**The task**
Only an exact, line-for-line copy of the data will serve as the answer.

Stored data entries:
□ □ □ □
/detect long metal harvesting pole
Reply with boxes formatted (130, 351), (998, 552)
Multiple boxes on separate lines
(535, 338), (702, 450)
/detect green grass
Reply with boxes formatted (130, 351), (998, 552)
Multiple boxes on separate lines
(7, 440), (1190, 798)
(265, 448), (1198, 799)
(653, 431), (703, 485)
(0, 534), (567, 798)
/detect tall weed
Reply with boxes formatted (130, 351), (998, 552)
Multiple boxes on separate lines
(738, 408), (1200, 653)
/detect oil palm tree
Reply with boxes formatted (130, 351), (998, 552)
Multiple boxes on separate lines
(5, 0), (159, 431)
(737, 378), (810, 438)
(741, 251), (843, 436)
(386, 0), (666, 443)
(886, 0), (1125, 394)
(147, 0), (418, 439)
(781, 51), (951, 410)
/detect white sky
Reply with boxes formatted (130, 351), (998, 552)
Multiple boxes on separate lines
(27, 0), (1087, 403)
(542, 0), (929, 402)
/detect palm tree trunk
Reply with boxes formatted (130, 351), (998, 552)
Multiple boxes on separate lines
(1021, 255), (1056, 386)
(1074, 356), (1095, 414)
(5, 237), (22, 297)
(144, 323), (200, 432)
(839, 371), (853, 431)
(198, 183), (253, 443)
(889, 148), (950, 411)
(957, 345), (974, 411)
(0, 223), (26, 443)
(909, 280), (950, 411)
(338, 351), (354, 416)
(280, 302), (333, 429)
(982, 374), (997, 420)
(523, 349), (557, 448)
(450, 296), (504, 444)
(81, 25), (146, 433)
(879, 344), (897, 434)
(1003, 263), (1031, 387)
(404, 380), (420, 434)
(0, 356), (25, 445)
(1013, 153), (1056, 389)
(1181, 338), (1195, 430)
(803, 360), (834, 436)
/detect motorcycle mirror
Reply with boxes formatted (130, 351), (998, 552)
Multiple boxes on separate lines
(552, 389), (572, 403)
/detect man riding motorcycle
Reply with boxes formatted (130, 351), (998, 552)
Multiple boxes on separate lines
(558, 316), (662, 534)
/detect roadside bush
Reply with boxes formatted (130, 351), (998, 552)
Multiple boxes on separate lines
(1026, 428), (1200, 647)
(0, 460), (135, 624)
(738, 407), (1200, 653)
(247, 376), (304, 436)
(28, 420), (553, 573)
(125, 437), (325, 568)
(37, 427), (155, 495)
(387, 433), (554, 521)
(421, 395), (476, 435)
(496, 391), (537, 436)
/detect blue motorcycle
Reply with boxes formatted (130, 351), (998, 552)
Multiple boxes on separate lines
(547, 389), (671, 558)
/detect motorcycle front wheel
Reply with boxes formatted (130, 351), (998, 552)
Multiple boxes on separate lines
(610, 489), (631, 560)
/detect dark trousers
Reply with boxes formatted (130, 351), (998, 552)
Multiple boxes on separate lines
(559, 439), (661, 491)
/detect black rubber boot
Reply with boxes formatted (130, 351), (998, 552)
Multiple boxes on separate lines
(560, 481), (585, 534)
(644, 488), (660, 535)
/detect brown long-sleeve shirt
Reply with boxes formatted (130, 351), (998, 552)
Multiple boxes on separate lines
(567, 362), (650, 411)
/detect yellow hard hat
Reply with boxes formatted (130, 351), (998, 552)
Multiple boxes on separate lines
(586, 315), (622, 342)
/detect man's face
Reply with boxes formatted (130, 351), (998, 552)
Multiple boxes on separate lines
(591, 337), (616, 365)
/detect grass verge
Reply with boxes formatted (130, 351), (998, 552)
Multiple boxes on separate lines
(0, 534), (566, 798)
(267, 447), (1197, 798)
□ □ □ □
**Task result**
/detect long metal harvesting pole
Reply with boxes formatted (130, 351), (998, 552)
Multiple boxes on separate lines
(535, 338), (702, 450)
/detect green grass
Reply with boxes formatted (130, 351), (998, 552)
Multiple boxes on separate lines
(7, 440), (1190, 798)
(265, 448), (1198, 799)
(653, 431), (703, 485)
(0, 534), (567, 798)
/detect tall weed
Reply with boxes formatted (130, 351), (998, 552)
Multiple boxes on separate lines
(738, 408), (1200, 653)
/detect oil palm tree
Reply with boxes formatted (130, 351), (998, 552)
Multiple boxes on separate lines
(5, 0), (159, 431)
(737, 378), (810, 438)
(741, 251), (843, 436)
(386, 0), (666, 443)
(886, 0), (1125, 394)
(147, 0), (418, 439)
(781, 51), (951, 410)
/detect white sky
Reply with boxes formatted (130, 351), (998, 552)
Multiple boxes on separate lines
(27, 0), (1087, 403)
(542, 0), (929, 402)
/detect palm tree trunk
Reply with boxes formatted (130, 351), (998, 552)
Multiple boxes on separate lines
(1021, 255), (1056, 386)
(1074, 356), (1095, 414)
(5, 237), (22, 297)
(144, 323), (200, 432)
(839, 371), (853, 431)
(198, 183), (253, 443)
(889, 148), (950, 411)
(957, 345), (974, 411)
(0, 223), (26, 443)
(909, 280), (950, 411)
(338, 351), (354, 416)
(280, 302), (333, 429)
(982, 374), (997, 420)
(523, 349), (557, 448)
(450, 296), (504, 444)
(81, 25), (146, 433)
(879, 344), (897, 434)
(1003, 263), (1031, 387)
(404, 380), (420, 434)
(0, 356), (25, 445)
(1013, 153), (1056, 389)
(1181, 338), (1195, 430)
(803, 360), (834, 436)
/detect motorcycle mirror
Reply with boxes formatted (130, 351), (998, 552)
Multiple boxes on separate lines
(552, 389), (572, 403)
/detect man riding motorcycle
Reply with boxes formatted (130, 351), (998, 552)
Multiple boxes on separate lines
(558, 316), (662, 534)
/detect roadside bush
Reply with boxes formatted (130, 351), (998, 552)
Multiple boxes on separate lines
(1026, 428), (1200, 647)
(0, 460), (135, 624)
(738, 407), (1200, 653)
(247, 376), (304, 436)
(28, 420), (553, 573)
(125, 437), (325, 568)
(37, 427), (155, 495)
(387, 433), (554, 521)
(421, 395), (476, 435)
(496, 391), (537, 436)
/detect blue motorcycle
Reply with boxes formatted (130, 351), (998, 552)
Multiple boxes on separate lines
(547, 389), (671, 558)
/detect motorcycle front wheel
Reply with boxes formatted (130, 351), (998, 552)
Multiple boxes on separate lines
(610, 489), (631, 560)
/detect dark trousers
Reply with boxes formatted (130, 351), (998, 552)
Multiple boxes on separate lines
(559, 439), (661, 491)
/detect black rubber boot
Reply with boxes formatted (130, 351), (998, 552)
Multiple boxes on separate lines
(560, 481), (585, 534)
(644, 488), (660, 535)
/detect brown long-sleeve shirt
Reply with boxes formatted (130, 351), (998, 552)
Multiple boxes on separate lines
(567, 362), (650, 411)
/detect yellow hard hat
Reply with boxes formatted (130, 351), (998, 552)
Multiple boxes on separate lines
(586, 315), (622, 342)
/detect man's face
Reply with boxes formatted (130, 351), (998, 552)
Multiple boxes on separate lines
(591, 337), (616, 365)
/detect grass verge
Reply with boxes formatted (130, 351), (998, 552)
Multiple boxes on separate lines
(0, 534), (566, 798)
(267, 447), (1197, 798)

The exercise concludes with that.